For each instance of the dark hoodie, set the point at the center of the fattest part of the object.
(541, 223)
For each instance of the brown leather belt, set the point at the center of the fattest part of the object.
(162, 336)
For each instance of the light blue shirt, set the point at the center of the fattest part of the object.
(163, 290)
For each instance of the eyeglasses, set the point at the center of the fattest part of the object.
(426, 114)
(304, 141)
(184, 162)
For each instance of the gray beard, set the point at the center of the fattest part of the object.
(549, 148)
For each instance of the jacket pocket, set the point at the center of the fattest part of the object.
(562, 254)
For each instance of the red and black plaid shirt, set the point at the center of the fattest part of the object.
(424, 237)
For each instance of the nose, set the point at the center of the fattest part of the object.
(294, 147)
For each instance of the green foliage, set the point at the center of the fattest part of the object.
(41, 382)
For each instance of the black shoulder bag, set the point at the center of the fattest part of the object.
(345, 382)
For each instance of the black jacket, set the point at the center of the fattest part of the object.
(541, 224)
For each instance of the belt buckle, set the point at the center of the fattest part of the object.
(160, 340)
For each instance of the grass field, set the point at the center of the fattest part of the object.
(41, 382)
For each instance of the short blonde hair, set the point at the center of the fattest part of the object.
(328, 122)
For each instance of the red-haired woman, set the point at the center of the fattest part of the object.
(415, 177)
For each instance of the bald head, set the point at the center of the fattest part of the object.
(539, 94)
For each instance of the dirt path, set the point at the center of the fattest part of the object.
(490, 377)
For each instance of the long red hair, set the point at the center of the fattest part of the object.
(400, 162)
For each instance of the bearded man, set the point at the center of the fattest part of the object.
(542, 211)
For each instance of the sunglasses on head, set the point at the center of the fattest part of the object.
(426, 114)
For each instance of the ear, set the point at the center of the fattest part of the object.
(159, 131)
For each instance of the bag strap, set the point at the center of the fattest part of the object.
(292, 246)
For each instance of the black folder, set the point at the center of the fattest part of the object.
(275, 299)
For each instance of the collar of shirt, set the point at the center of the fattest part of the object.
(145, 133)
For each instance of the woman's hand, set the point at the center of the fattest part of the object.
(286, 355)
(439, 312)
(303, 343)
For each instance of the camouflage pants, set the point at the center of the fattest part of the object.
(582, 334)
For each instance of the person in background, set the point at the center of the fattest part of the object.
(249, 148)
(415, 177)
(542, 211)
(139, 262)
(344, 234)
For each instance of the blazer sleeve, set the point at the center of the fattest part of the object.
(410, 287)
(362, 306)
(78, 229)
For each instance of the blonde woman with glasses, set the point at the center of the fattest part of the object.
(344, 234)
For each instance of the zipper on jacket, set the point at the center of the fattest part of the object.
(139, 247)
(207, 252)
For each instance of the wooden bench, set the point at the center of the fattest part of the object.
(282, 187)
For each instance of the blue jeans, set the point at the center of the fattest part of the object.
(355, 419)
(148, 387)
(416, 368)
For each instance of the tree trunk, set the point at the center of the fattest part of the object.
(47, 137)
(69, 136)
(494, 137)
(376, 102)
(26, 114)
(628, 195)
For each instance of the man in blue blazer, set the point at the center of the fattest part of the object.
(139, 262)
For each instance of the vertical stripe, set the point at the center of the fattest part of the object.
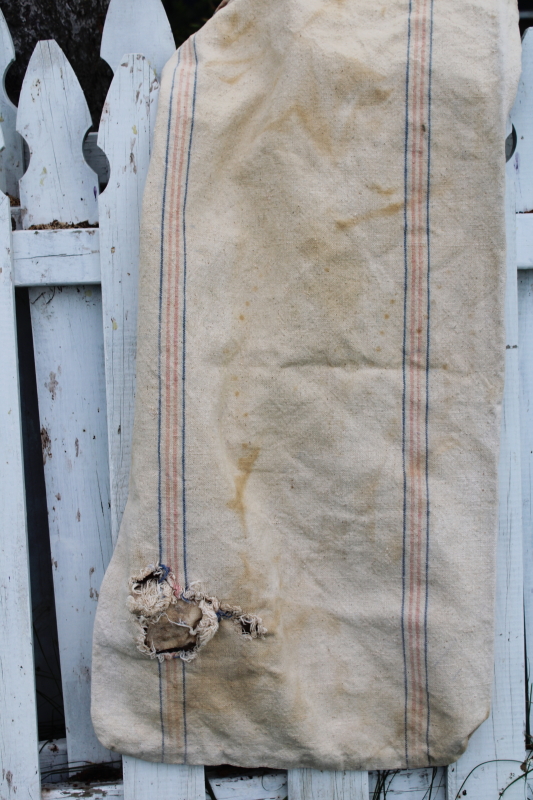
(160, 321)
(171, 367)
(415, 381)
(184, 340)
(159, 373)
(428, 238)
(161, 713)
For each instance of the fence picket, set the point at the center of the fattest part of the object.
(125, 136)
(164, 781)
(12, 156)
(18, 711)
(314, 784)
(137, 26)
(68, 343)
(500, 740)
(53, 117)
(525, 350)
(523, 122)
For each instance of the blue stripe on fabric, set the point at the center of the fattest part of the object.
(404, 373)
(161, 273)
(184, 332)
(184, 713)
(161, 713)
(183, 377)
(428, 234)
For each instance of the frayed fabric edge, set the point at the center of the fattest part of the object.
(155, 589)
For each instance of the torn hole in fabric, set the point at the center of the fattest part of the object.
(177, 623)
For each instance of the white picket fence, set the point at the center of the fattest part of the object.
(83, 284)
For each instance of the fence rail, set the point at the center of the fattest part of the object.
(81, 276)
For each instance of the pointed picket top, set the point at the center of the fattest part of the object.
(137, 26)
(522, 119)
(12, 159)
(53, 117)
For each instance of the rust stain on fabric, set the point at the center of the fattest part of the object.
(384, 211)
(245, 464)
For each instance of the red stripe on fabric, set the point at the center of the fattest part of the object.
(416, 438)
(173, 374)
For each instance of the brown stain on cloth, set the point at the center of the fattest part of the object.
(245, 465)
(385, 211)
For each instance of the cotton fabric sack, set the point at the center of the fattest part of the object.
(305, 570)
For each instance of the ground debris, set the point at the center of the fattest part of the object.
(56, 225)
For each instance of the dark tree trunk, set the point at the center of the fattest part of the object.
(76, 25)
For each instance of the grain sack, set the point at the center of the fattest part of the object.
(305, 570)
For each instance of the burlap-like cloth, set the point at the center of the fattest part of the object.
(305, 570)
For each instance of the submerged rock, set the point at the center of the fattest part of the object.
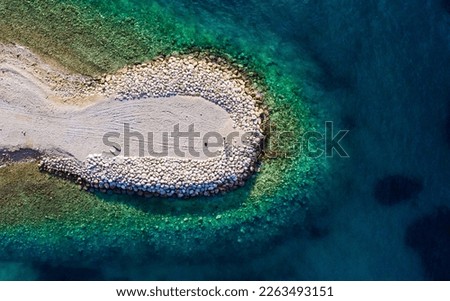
(430, 237)
(394, 189)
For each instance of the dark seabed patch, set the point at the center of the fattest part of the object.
(430, 237)
(446, 5)
(447, 127)
(394, 189)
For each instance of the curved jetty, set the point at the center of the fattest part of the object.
(163, 87)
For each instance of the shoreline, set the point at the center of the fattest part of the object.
(196, 75)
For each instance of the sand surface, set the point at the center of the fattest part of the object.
(30, 118)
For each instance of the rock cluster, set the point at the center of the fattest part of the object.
(205, 76)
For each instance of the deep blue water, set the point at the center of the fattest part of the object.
(382, 70)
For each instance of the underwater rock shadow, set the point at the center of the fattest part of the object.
(429, 236)
(396, 188)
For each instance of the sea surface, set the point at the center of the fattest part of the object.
(379, 69)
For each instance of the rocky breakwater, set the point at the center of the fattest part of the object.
(200, 75)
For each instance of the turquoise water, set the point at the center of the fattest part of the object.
(377, 68)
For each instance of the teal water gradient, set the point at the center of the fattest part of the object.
(378, 68)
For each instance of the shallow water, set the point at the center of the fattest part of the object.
(377, 68)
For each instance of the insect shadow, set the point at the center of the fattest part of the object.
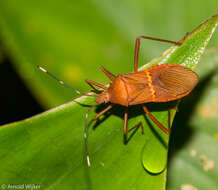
(134, 111)
(182, 131)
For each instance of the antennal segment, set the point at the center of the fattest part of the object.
(60, 81)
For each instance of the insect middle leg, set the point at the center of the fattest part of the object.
(125, 130)
(137, 47)
(164, 129)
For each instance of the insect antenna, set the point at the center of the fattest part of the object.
(62, 82)
(85, 134)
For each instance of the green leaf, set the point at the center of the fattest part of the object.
(73, 44)
(196, 131)
(48, 149)
(187, 54)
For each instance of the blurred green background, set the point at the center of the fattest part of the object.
(72, 39)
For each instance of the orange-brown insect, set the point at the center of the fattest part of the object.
(160, 83)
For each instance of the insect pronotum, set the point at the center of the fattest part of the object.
(160, 83)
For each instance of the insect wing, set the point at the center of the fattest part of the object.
(172, 81)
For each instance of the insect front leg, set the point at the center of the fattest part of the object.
(107, 73)
(125, 130)
(93, 83)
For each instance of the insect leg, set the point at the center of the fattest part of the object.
(91, 83)
(136, 126)
(103, 111)
(137, 47)
(125, 121)
(60, 81)
(169, 120)
(107, 73)
(155, 120)
(85, 135)
(125, 131)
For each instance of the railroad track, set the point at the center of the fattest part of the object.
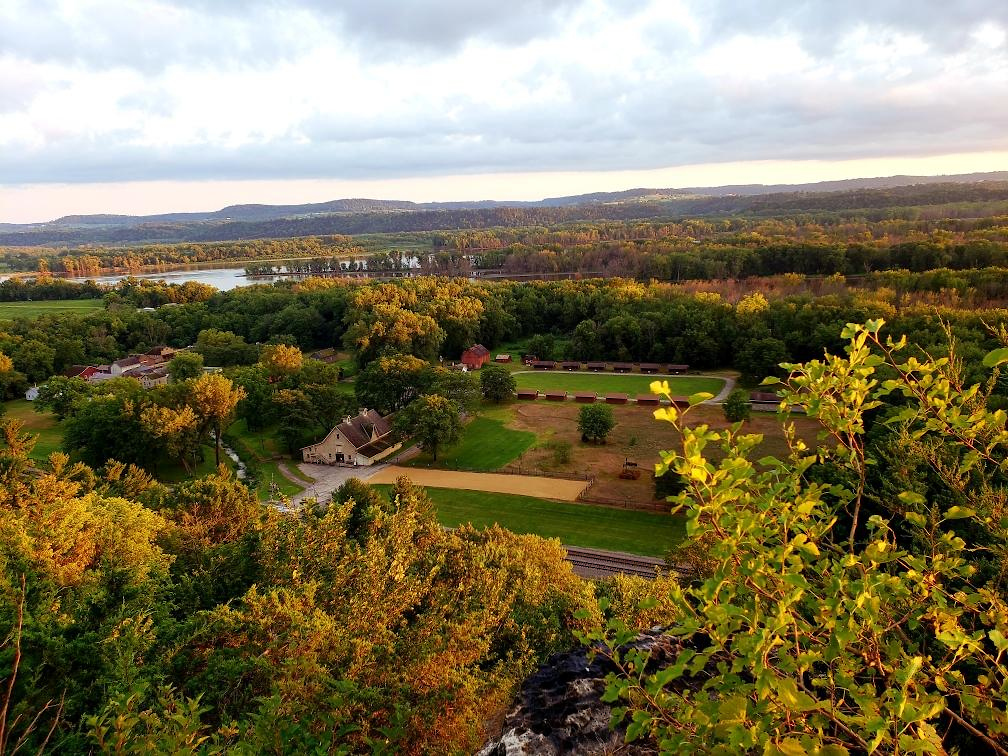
(591, 562)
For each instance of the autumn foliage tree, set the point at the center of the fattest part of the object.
(280, 359)
(214, 398)
(820, 624)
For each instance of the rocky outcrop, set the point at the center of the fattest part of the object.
(559, 709)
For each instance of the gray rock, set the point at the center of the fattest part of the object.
(559, 709)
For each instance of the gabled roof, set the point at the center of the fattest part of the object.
(76, 370)
(358, 429)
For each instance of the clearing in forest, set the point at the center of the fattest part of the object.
(626, 383)
(524, 485)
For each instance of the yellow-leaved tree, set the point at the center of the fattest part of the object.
(214, 398)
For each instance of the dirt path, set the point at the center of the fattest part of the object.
(523, 485)
(282, 468)
(723, 394)
(329, 478)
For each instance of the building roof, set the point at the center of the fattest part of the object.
(358, 429)
(77, 370)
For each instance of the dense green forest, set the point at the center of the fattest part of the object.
(848, 232)
(845, 596)
(877, 204)
(843, 600)
(750, 329)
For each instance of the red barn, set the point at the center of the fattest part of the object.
(475, 357)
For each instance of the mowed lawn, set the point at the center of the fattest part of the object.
(486, 445)
(645, 533)
(11, 309)
(41, 424)
(624, 383)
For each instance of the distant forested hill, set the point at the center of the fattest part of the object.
(374, 216)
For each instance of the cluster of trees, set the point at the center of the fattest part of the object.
(436, 318)
(93, 260)
(848, 598)
(139, 619)
(851, 597)
(903, 204)
(119, 419)
(429, 400)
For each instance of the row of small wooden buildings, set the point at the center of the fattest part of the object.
(590, 397)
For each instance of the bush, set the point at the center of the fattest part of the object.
(561, 451)
(737, 406)
(496, 383)
(595, 421)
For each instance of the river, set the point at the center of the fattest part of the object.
(222, 278)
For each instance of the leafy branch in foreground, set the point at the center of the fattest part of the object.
(823, 626)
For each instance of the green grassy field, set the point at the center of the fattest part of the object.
(261, 444)
(43, 425)
(11, 309)
(172, 472)
(604, 383)
(486, 445)
(645, 533)
(269, 472)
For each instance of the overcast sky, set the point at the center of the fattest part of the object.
(159, 105)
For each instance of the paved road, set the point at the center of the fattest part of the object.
(725, 391)
(524, 485)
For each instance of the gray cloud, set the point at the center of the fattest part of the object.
(946, 24)
(662, 108)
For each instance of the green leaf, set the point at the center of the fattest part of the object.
(733, 709)
(788, 747)
(997, 357)
(999, 640)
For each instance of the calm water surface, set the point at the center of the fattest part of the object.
(222, 278)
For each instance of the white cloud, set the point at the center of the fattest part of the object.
(109, 90)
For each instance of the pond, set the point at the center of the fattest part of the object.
(224, 279)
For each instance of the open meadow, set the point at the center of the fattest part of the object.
(645, 533)
(624, 383)
(524, 437)
(41, 424)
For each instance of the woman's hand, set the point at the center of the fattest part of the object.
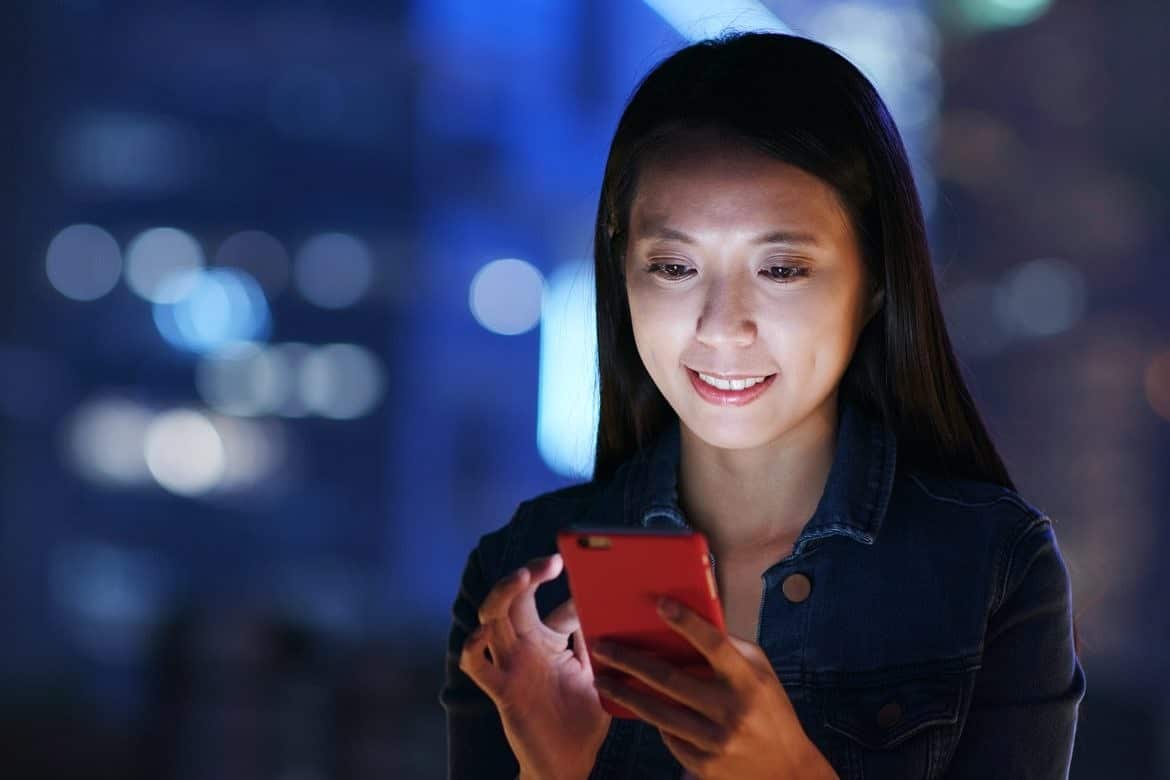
(550, 711)
(738, 724)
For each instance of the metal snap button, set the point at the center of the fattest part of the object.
(889, 715)
(796, 587)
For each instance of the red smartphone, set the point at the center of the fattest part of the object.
(617, 574)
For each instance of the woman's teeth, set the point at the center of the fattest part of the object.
(731, 384)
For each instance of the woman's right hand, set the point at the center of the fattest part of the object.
(544, 691)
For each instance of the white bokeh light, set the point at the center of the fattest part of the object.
(506, 296)
(253, 450)
(334, 270)
(341, 381)
(104, 440)
(83, 262)
(157, 256)
(185, 453)
(568, 401)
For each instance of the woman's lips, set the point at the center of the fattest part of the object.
(730, 397)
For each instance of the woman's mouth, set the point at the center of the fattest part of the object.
(728, 395)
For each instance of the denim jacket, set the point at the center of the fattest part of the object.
(935, 642)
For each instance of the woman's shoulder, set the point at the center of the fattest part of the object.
(970, 509)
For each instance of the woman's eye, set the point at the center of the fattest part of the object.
(786, 273)
(668, 270)
(675, 271)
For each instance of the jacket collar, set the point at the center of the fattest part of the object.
(853, 503)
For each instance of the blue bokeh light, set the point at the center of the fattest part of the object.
(221, 306)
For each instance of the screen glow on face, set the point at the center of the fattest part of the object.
(740, 263)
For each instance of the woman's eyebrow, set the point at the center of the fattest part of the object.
(772, 237)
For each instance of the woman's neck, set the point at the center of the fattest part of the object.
(749, 502)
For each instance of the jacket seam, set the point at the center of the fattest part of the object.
(1011, 551)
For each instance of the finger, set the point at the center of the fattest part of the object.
(708, 640)
(693, 759)
(580, 651)
(676, 719)
(524, 615)
(700, 695)
(476, 665)
(499, 600)
(564, 619)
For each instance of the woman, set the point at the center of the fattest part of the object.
(776, 372)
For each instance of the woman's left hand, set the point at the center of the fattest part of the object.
(737, 724)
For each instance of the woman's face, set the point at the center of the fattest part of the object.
(738, 264)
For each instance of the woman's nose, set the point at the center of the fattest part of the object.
(727, 316)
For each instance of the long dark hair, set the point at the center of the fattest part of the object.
(807, 105)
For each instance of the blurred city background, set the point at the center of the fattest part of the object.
(296, 304)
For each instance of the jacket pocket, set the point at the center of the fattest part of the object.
(902, 725)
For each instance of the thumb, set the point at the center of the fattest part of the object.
(564, 618)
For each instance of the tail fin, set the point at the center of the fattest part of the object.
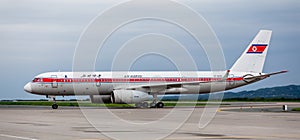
(253, 58)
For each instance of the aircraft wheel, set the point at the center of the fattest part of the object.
(145, 105)
(138, 105)
(160, 105)
(54, 106)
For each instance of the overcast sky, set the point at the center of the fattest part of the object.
(40, 36)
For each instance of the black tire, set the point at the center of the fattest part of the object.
(54, 106)
(138, 105)
(152, 105)
(145, 104)
(160, 105)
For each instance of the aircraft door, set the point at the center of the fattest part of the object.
(231, 81)
(54, 83)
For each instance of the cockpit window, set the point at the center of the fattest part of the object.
(37, 80)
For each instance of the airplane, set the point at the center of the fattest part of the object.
(135, 87)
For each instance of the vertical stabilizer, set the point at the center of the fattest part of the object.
(253, 58)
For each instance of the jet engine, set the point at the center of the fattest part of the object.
(129, 96)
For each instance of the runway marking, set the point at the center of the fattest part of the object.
(16, 137)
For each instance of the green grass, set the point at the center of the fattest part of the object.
(296, 109)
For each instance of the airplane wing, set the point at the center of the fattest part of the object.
(157, 87)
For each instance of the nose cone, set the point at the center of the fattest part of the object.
(27, 88)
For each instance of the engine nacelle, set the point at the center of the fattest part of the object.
(100, 98)
(129, 96)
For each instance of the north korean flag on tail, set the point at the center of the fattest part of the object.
(257, 48)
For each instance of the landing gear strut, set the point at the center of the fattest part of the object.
(54, 105)
(156, 104)
(142, 105)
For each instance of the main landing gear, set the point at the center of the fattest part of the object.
(54, 105)
(153, 104)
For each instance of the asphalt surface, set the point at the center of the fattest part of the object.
(237, 121)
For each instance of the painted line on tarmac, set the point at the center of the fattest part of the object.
(16, 137)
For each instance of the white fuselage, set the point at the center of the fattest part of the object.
(103, 83)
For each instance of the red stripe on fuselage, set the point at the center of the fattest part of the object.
(130, 80)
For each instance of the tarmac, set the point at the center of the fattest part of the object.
(236, 121)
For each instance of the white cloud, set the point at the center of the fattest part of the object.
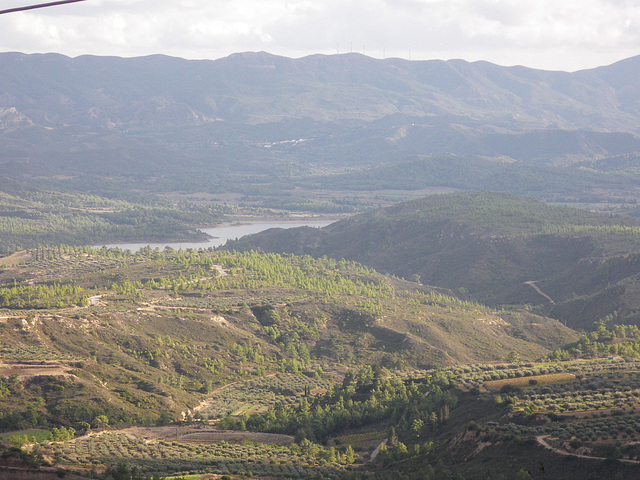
(544, 34)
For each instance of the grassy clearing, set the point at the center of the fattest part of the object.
(37, 433)
(524, 382)
(362, 440)
(14, 259)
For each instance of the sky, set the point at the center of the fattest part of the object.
(566, 35)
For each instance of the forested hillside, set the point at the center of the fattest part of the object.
(571, 264)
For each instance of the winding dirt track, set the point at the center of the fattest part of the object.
(541, 440)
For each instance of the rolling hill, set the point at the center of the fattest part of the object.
(501, 249)
(262, 126)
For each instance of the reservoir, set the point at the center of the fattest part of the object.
(221, 234)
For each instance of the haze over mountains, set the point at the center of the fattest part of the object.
(184, 124)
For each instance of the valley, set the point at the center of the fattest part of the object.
(468, 308)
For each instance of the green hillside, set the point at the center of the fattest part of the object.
(501, 249)
(141, 338)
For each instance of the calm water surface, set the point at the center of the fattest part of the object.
(221, 235)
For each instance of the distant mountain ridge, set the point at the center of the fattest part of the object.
(110, 92)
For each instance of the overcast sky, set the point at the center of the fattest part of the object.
(548, 34)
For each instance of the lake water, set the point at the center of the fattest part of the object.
(221, 234)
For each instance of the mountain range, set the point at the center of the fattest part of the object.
(161, 124)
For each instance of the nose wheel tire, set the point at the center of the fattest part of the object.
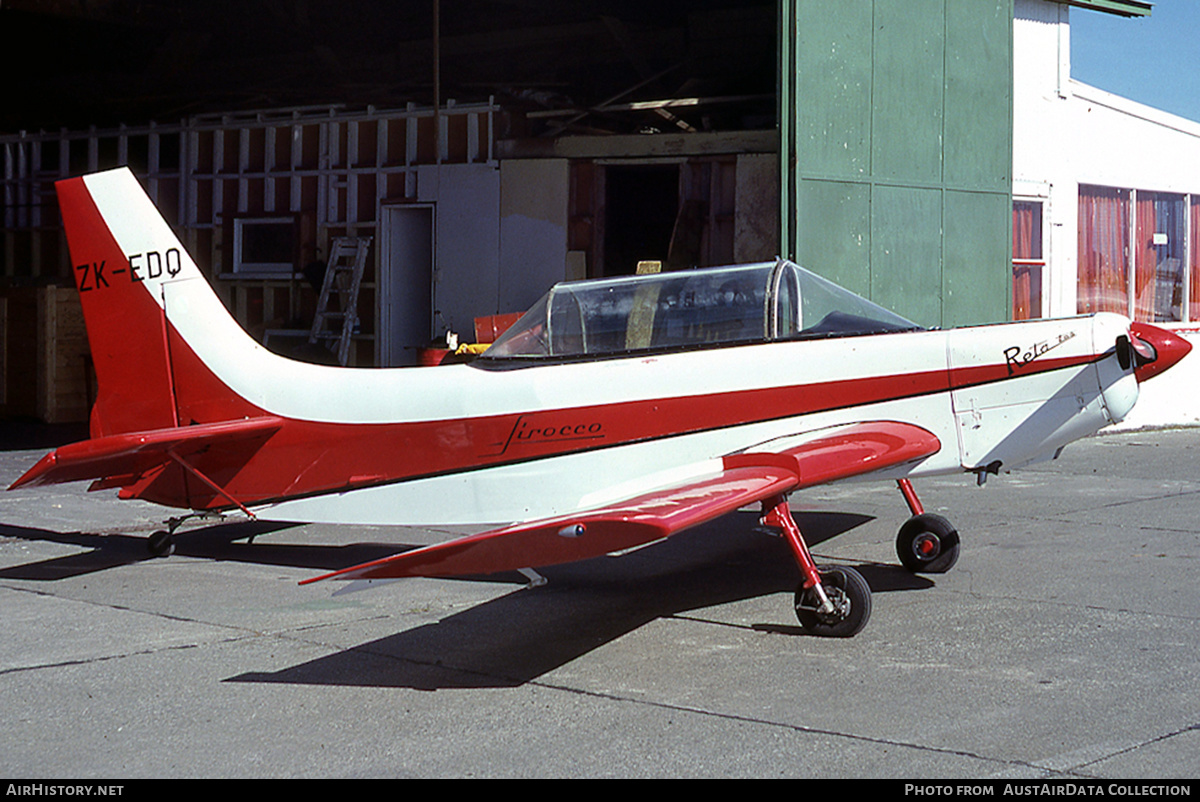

________________________

List each line in the rows above that contains the word "forested", copying every such line in full.

### Reply
For each instance of the distant forested hill, set the point at the center of the fattest part of the object.
For each instance of the forested hillside, set the point at the center of the fattest part of the object.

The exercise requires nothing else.